EXERCISE BRIEF: Reproduce word for word the lines of the data from the one containing "Spot ship mast." through the final line, inclusive.

** START MATERIAL FOR THE TASK **

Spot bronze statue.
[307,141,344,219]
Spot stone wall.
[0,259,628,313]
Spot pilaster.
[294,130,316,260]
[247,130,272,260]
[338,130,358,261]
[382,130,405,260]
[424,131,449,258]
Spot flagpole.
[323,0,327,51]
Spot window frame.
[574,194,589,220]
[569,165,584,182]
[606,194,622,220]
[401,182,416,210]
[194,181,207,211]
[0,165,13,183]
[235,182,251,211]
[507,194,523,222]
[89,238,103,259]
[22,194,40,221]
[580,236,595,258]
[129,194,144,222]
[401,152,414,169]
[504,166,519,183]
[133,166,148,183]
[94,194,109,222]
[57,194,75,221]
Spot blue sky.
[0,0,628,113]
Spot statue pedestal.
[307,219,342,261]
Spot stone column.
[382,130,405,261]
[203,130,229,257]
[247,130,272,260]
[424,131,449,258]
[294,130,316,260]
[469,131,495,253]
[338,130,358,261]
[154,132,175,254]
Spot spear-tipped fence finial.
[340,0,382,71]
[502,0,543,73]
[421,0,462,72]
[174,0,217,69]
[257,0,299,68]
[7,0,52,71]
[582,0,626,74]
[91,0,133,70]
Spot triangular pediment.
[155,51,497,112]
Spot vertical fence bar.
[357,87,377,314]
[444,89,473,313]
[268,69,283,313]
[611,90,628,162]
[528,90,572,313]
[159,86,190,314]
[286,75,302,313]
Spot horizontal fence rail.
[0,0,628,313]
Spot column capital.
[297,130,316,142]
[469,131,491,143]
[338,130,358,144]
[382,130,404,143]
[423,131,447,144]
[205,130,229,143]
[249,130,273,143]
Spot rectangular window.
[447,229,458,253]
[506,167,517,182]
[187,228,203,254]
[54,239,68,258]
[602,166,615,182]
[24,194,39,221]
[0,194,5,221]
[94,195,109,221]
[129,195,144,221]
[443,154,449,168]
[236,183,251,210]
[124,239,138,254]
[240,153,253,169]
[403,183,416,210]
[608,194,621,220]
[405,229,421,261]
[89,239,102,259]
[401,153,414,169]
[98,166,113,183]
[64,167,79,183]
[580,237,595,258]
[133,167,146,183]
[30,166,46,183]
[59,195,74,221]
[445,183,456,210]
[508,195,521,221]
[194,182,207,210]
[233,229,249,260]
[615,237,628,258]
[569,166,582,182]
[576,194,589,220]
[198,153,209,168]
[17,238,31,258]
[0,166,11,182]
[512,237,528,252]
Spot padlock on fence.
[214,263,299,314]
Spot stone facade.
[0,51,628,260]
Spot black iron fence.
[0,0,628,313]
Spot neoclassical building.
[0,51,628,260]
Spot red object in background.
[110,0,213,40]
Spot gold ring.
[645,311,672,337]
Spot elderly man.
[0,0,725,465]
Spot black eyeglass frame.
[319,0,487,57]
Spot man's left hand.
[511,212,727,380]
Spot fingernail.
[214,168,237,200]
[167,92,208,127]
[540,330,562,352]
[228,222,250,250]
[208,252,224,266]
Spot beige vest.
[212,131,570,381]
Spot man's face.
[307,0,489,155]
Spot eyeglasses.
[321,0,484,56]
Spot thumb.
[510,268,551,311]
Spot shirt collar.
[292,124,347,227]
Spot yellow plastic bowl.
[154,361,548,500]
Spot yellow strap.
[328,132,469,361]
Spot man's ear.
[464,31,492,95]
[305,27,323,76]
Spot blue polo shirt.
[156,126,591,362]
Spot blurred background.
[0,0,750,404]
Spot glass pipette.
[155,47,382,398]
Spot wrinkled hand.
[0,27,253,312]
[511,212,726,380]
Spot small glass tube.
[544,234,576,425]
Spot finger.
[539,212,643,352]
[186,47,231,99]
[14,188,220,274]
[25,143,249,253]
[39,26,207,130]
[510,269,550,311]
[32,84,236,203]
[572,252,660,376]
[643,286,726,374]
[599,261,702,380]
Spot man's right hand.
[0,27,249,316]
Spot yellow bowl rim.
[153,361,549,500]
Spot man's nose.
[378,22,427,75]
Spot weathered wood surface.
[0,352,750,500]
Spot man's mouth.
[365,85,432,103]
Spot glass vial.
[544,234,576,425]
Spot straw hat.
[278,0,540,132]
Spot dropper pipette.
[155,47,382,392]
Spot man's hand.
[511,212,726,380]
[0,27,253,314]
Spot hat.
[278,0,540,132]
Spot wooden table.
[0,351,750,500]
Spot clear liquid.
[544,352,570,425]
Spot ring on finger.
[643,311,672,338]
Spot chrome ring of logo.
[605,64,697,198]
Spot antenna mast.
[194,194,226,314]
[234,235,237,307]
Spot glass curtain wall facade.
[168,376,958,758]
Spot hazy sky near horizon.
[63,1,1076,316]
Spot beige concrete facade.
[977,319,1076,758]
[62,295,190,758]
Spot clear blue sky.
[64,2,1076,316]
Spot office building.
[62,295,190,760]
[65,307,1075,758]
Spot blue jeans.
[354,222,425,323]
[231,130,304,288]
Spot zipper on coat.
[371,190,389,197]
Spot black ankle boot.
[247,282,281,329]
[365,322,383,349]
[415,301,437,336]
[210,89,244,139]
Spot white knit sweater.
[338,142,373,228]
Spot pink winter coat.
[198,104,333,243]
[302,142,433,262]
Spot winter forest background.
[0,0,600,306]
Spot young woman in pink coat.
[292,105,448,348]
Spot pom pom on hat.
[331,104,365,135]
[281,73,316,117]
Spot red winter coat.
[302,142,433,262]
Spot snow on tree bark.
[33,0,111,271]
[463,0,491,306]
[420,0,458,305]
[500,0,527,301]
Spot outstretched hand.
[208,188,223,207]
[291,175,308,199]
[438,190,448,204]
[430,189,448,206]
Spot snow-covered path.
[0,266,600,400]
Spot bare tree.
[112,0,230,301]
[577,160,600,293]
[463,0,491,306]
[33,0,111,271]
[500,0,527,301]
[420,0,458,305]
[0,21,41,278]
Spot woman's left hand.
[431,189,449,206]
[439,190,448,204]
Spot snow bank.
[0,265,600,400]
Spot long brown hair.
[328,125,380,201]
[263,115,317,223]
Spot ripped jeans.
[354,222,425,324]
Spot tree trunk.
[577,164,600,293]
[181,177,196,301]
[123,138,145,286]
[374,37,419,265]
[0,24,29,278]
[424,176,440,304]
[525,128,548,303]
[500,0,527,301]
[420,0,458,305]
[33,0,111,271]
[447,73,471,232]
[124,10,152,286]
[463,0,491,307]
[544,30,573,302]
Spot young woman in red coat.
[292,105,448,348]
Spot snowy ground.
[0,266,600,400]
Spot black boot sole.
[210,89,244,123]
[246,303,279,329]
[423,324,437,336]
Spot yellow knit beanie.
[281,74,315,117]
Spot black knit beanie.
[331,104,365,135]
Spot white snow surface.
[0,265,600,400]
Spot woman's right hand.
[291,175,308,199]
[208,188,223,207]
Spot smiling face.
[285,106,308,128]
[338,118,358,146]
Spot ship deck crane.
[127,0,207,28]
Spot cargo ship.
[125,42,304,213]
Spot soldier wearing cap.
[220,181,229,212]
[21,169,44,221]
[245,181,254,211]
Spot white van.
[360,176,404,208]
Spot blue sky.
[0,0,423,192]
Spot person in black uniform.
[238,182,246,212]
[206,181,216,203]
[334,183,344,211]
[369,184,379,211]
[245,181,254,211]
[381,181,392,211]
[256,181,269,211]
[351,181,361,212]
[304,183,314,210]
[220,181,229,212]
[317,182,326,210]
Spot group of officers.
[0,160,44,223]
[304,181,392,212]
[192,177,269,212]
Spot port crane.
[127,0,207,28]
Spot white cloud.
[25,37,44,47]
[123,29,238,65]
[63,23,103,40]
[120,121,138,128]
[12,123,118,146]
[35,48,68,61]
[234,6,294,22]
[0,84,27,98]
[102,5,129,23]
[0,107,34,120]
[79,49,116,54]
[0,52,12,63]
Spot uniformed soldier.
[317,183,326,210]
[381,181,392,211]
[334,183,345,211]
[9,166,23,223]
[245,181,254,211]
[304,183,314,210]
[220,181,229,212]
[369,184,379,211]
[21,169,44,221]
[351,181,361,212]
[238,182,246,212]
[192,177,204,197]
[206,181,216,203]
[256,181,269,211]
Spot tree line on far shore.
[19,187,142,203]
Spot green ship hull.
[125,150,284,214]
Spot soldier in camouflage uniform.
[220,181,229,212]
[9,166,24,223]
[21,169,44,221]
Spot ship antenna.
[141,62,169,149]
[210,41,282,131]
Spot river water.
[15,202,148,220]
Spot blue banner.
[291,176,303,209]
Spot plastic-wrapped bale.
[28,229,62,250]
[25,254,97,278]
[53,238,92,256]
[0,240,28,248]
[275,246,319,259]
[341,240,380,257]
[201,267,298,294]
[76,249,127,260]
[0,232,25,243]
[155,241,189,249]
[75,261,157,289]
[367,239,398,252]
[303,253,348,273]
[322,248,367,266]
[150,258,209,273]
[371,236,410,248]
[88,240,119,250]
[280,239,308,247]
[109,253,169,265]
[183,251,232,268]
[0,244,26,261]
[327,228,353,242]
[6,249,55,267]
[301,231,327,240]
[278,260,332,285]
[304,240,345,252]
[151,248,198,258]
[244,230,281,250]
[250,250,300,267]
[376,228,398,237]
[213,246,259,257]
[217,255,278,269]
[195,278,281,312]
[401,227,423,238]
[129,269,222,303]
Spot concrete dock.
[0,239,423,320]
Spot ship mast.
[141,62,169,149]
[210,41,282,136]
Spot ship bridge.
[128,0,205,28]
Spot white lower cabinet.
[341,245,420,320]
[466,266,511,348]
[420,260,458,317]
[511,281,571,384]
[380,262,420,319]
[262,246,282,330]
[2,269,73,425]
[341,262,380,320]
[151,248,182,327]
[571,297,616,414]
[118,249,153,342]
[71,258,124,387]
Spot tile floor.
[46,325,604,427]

** END MATERIAL FOR THE TASK **

IN RESPONSE:
Spot ship mast.
[141,62,169,149]
[210,41,282,136]
Spot ship bridge.
[128,0,205,28]
Spot white lower cabinet.
[341,245,420,320]
[466,266,511,348]
[420,260,458,317]
[511,281,571,384]
[380,262,420,319]
[262,246,282,330]
[2,269,73,425]
[341,262,380,320]
[151,248,182,327]
[571,297,616,414]
[118,249,153,342]
[71,258,124,387]
Spot tile floor.
[46,325,604,427]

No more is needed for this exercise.